WHAT YOU ARE ASKED TO DO:
Which lines in the listing below contain the word "panel"? Pull out each one and copy it, counting a match only when the case is the same.

SUPPLIED RECORDS:
---

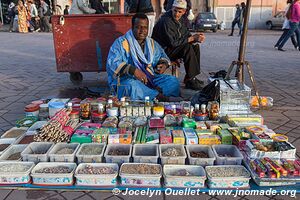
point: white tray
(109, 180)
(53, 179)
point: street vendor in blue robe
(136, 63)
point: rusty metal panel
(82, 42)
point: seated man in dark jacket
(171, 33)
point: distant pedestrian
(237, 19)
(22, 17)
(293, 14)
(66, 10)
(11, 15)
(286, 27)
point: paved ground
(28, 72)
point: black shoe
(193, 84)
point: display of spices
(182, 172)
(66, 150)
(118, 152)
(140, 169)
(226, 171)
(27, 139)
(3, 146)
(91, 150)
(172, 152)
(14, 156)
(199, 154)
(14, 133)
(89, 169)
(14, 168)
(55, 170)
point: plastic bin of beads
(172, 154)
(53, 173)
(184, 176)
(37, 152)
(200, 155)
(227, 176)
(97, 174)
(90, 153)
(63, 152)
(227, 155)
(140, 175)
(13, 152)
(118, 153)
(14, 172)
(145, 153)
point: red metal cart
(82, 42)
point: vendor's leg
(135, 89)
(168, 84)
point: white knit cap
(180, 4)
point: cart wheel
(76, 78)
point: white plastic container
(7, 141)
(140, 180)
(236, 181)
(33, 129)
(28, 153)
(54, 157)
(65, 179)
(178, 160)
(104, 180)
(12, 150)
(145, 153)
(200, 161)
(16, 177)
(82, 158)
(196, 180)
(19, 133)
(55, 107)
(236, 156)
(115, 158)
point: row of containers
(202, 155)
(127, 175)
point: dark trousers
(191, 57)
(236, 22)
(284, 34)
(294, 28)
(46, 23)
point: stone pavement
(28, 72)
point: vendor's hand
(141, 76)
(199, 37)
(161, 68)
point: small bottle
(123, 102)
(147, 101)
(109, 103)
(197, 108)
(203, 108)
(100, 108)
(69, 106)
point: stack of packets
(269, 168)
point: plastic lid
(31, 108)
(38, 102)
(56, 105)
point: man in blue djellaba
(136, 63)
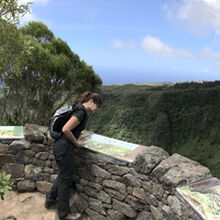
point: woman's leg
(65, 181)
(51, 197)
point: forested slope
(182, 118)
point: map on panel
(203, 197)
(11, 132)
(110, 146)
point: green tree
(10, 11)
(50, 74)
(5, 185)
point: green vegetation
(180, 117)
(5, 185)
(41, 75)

---

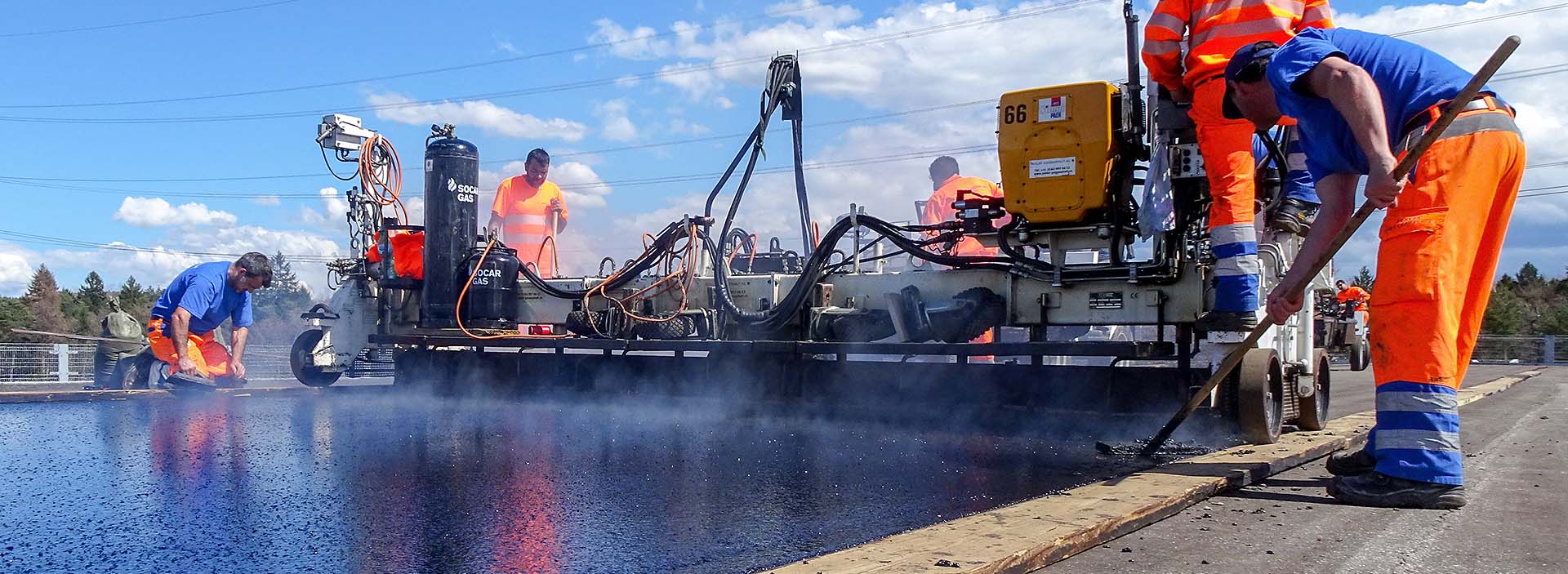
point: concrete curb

---

RESULT FOR THIS EXERCISE:
point: rusty metal panel
point: map on panel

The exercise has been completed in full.